_Task to carry out_:
When you find the line that contains "Task: locate the green", restate it and all lines after it exactly, stopping at the end of the material.

_Supplied data_:
^^^^
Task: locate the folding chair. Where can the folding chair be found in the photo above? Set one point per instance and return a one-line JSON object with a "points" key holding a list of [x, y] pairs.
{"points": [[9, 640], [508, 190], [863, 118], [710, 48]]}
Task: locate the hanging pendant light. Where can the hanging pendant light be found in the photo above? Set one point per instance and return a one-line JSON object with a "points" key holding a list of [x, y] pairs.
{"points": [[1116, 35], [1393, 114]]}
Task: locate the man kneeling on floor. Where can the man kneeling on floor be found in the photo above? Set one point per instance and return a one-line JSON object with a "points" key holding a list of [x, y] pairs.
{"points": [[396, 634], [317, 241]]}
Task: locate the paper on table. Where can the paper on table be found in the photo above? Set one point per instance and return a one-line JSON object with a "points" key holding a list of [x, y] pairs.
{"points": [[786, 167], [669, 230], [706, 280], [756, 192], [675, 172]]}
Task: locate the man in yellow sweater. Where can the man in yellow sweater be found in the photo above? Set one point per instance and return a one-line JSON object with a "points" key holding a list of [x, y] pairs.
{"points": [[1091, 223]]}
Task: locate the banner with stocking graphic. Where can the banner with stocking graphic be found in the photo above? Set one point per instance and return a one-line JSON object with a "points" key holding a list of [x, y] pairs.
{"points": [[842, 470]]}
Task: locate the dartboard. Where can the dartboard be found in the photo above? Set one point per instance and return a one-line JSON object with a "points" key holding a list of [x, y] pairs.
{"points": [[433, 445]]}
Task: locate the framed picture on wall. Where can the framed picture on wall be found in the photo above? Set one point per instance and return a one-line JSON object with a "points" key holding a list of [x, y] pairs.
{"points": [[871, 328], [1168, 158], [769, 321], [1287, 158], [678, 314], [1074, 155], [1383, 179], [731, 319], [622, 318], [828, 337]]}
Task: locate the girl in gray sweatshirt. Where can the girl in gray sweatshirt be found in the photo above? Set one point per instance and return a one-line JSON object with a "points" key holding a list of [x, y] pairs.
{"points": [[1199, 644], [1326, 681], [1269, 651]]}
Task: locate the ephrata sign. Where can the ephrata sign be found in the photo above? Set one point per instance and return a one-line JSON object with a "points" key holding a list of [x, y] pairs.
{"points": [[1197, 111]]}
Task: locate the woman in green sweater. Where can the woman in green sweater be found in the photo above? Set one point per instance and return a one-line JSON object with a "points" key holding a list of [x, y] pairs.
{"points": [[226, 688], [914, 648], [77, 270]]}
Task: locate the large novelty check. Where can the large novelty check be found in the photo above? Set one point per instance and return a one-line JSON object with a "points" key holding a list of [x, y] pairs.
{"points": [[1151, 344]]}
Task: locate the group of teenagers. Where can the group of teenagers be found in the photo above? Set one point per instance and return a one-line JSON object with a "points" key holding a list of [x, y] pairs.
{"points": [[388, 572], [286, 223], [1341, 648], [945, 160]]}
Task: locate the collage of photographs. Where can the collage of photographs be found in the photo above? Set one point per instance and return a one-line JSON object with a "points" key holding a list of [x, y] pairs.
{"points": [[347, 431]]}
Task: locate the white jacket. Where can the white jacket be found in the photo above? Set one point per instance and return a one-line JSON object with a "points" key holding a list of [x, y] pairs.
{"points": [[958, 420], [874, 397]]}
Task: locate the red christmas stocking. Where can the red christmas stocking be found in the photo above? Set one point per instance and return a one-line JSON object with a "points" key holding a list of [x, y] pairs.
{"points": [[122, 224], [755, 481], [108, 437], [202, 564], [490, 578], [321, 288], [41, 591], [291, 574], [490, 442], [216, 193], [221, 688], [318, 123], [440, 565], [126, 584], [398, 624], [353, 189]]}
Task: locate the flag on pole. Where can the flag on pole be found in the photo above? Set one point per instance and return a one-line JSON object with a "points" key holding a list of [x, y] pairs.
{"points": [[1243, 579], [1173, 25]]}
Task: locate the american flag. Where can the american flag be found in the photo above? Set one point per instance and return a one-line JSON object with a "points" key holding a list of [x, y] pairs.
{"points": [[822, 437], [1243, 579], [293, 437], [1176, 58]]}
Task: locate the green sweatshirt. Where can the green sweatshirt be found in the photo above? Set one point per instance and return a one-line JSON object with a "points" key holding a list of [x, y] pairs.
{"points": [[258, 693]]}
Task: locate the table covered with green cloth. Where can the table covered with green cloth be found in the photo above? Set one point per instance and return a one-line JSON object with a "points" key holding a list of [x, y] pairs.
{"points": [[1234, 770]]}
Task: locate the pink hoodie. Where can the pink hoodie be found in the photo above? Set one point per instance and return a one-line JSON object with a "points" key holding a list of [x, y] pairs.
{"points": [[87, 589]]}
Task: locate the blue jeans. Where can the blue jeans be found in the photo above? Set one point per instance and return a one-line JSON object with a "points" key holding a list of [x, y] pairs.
^^^^
_Solution for this problem_:
Task: locate the green sweatshirt. Where can the green sweatshirt be found in the photo above? Set one point per instance and return a one-line JSON object with a "points" key holding a list of [x, y] pairs.
{"points": [[258, 693]]}
Task: locate the table covered with green cloth. Where can the table covered with green cloth be found in the photo above? Set one point per instance and return a one-line JSON object with a "points" key holding a list of [x, y] pairs.
{"points": [[1234, 770]]}
Task: locate the pink hoodie. Where can the pink hoodie be found in the photo above? Set one point per instance and return a one-line JSON object with a "points" key holding a list of [x, y] pairs.
{"points": [[87, 589]]}
Task: locate the blue jeans. Where can the blue jeans be found in the photo above? Set one point per instance and return a one-line JSON object with a "points" key holding a list of [x, y] pairs.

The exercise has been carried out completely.